[Point-per-instance localization data]
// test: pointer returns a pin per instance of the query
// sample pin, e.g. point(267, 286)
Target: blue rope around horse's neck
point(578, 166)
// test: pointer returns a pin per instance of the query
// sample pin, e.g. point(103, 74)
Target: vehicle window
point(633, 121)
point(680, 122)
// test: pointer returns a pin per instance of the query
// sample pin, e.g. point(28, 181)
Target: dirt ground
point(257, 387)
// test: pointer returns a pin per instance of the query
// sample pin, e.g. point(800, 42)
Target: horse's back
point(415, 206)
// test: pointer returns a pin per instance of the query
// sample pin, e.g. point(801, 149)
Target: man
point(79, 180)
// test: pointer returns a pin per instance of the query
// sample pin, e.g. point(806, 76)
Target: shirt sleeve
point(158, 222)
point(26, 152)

*Description of the task*
Output each line of the entries exactly, so that nothing is lost.

*Written answer*
// test: pointer returns a pin per instance of the query
// sample pin, e.g. point(267, 286)
Target: blue rope around horse's neck
point(578, 166)
// test: pointer returns a pin per instance of the query
// sample pin, e.g. point(103, 74)
Target: vehicle window
point(633, 121)
point(680, 122)
// test: pointer returns a pin per instance of the query
// sample pin, e.g. point(28, 181)
Target: dirt ground
point(257, 387)
// test: pointer returns a pin per instance of the query
// sample pin, e.g. point(800, 42)
Target: horse's back
point(415, 206)
// test: pointer returns a pin per instance of the query
// sample pin, e.g. point(801, 149)
Target: man
point(79, 180)
// test: pointer returns a pin per instance of the query
// sample pin, e.g. point(806, 76)
Target: shirt sleeve
point(158, 222)
point(26, 152)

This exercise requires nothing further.